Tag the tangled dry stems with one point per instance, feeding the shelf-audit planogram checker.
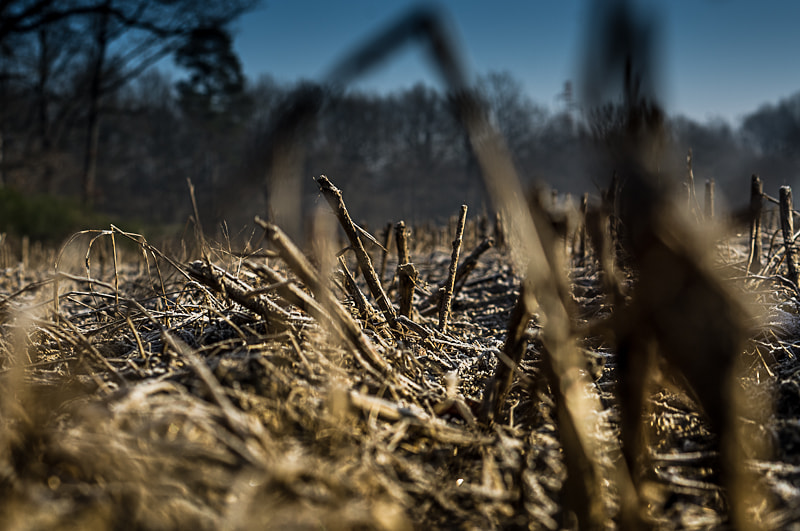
(146, 398)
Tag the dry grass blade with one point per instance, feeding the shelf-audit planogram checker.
(223, 282)
(370, 359)
(447, 293)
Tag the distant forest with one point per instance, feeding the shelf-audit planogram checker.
(85, 115)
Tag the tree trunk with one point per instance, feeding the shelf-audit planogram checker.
(93, 116)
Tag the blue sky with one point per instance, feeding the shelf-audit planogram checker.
(722, 58)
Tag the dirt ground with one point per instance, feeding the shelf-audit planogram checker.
(148, 392)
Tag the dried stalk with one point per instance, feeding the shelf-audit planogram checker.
(364, 307)
(406, 280)
(447, 294)
(514, 349)
(298, 263)
(466, 267)
(239, 291)
(401, 235)
(387, 241)
(709, 200)
(787, 227)
(756, 205)
(334, 197)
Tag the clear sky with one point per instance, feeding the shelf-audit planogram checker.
(722, 58)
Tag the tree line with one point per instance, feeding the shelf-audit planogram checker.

→ Assignment
Verbatim copy, images excluded: transcribe all the entries above.

→ Reply
Tag the tangled dry stems with one point per instance, feeding the shelf-audit planogram checker.
(146, 398)
Tag the dry grass blade with one point per instance, feeding the shelf-audit planogram checker.
(223, 282)
(370, 359)
(447, 293)
Tag the distant forest with one point per instance, feeding the shelf-audit planogram checker.
(85, 115)
Tag the tree trunk with one point per instance, feeding the shelf-audit planogram checker.
(93, 116)
Tag the blue sky with one point per instance, feeding the shelf-audit planogram checker.
(722, 58)
Tag the dirt ground with one point per instance, feeding the shelf-audit planogram checker.
(148, 392)
Tag the dried stalk with one point per instance, feeding the shelf-audit planogram checker.
(364, 307)
(406, 280)
(447, 294)
(514, 349)
(298, 263)
(466, 267)
(239, 291)
(401, 235)
(387, 241)
(709, 200)
(787, 227)
(756, 205)
(334, 197)
Tag the clear sky with one point per instance, feeding the shelf-audit planogram checker.
(722, 58)
Tag the tree line with one point per instance, feeding the shelf-audit planogram checker.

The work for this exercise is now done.